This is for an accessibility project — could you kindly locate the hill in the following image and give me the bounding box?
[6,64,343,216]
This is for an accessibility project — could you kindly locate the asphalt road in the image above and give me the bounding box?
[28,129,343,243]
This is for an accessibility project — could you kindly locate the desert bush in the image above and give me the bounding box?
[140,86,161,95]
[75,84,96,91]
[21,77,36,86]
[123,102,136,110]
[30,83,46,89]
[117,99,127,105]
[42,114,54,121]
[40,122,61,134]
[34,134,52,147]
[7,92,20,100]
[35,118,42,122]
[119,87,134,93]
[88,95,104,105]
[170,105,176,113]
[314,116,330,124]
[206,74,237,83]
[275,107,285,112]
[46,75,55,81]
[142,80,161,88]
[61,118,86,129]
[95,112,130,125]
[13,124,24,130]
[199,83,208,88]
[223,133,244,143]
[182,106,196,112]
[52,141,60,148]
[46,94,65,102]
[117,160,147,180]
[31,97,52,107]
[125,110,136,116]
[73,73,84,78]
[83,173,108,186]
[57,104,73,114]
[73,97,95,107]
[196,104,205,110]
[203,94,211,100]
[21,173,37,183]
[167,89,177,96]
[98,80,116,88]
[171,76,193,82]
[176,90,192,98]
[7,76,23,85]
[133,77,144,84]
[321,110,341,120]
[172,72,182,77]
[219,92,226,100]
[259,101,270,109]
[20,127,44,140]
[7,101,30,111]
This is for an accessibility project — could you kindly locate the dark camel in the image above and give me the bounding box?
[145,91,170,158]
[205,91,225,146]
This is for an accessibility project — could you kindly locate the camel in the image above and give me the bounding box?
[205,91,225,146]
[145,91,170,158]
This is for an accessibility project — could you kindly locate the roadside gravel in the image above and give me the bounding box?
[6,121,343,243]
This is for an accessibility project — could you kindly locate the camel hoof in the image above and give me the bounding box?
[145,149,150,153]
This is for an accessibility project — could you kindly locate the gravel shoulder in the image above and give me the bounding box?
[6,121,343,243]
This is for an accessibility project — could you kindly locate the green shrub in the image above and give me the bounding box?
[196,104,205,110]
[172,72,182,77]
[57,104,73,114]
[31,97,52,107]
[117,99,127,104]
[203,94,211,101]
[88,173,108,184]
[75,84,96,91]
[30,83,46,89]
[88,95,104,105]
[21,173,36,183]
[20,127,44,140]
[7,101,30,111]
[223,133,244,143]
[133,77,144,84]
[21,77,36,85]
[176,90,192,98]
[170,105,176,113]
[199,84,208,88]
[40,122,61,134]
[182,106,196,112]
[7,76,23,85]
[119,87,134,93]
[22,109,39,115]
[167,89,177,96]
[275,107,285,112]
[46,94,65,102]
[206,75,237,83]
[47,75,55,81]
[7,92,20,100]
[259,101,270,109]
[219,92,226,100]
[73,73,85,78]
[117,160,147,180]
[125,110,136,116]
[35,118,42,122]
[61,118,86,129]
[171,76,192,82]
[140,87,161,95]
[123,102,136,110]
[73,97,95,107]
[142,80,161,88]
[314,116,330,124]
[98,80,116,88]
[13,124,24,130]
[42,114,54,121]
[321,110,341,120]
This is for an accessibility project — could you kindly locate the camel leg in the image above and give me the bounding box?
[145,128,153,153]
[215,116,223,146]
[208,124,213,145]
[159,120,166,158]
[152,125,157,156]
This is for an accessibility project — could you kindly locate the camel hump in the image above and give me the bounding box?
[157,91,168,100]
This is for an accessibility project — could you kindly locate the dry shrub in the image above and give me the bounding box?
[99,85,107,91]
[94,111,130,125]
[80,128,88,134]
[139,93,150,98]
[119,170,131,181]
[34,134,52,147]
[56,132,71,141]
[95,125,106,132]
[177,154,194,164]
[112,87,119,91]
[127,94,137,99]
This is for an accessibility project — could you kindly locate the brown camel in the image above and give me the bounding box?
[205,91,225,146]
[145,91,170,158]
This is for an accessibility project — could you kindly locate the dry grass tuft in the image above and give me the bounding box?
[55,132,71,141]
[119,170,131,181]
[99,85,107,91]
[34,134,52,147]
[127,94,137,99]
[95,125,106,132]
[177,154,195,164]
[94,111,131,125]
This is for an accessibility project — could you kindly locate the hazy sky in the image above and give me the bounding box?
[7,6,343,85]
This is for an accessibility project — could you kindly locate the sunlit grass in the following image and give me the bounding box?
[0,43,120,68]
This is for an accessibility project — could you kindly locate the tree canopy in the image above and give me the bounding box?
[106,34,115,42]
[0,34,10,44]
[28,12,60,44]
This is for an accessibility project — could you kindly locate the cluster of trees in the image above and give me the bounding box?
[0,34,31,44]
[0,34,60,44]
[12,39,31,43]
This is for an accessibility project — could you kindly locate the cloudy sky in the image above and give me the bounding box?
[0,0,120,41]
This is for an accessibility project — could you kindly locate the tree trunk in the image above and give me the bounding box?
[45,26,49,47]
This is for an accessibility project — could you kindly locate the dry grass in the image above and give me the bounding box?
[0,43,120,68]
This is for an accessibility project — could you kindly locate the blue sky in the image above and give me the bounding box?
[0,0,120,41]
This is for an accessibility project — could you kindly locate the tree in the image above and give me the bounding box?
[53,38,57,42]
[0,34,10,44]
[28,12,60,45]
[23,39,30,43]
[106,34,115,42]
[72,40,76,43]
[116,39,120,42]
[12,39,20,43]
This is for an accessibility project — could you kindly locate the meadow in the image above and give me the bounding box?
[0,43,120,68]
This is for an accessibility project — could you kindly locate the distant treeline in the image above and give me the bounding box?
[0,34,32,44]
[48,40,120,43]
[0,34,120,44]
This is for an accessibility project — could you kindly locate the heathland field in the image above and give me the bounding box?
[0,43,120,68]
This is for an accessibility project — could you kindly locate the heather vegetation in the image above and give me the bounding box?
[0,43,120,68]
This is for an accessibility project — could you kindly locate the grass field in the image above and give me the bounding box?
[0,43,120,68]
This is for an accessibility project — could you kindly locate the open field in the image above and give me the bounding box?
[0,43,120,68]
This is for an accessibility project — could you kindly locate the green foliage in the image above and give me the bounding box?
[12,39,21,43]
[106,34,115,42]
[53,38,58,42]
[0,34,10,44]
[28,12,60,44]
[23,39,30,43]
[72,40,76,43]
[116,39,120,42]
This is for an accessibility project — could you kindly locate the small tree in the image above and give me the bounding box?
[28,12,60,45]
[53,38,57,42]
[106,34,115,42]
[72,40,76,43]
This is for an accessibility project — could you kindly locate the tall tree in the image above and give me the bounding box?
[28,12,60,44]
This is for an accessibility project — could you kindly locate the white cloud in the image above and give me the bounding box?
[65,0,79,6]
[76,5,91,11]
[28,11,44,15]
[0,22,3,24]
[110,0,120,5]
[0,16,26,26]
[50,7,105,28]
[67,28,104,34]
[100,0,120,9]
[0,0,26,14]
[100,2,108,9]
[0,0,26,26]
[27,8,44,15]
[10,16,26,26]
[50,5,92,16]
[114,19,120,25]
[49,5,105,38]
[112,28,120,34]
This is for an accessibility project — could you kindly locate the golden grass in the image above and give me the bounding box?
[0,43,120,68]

**Work instruction**
All that is needed is the line containing "locate the grass" and each line after it to the end of the data above, set down exactly.

**Response box**
This is for an accessibility project — could you kindly locate the grass field in the image above and give me the bounding box?
[0,43,120,68]
This is for an accessibility project — could you kindly locate the open field in the image above and give me the bounding box?
[0,43,120,68]
This is for an accessibility project — could you kindly locate the green foliage in the image above and give me the bounding box?
[12,39,21,43]
[106,34,115,42]
[53,38,58,42]
[0,34,10,44]
[28,12,60,44]
[23,39,30,43]
[72,40,76,43]
[116,39,120,42]
This is for an accessibility project — could you kindly locate the small tree in the image above and give me the bounding box?
[28,12,60,45]
[53,38,57,42]
[106,34,115,42]
[72,40,76,43]
This is for an accessibility project — could you kindly locate the tall tree in the image above and give me the bounding box?
[28,12,60,44]
This is for an accessibility project — could you kindly locate the white cloud in the image above and give me the bounding box?
[65,0,79,6]
[76,5,91,11]
[28,11,44,15]
[0,22,3,24]
[110,0,120,5]
[0,16,26,26]
[50,7,105,28]
[67,28,104,34]
[100,0,120,9]
[0,0,26,14]
[100,2,108,9]
[0,0,26,26]
[27,8,44,15]
[10,16,26,26]
[50,5,92,16]
[114,19,120,25]
[49,5,105,38]
[112,28,120,34]
This is for an accessibility project — could you kindly locate the golden grass in the image above and give me the bounding box?
[0,43,120,68]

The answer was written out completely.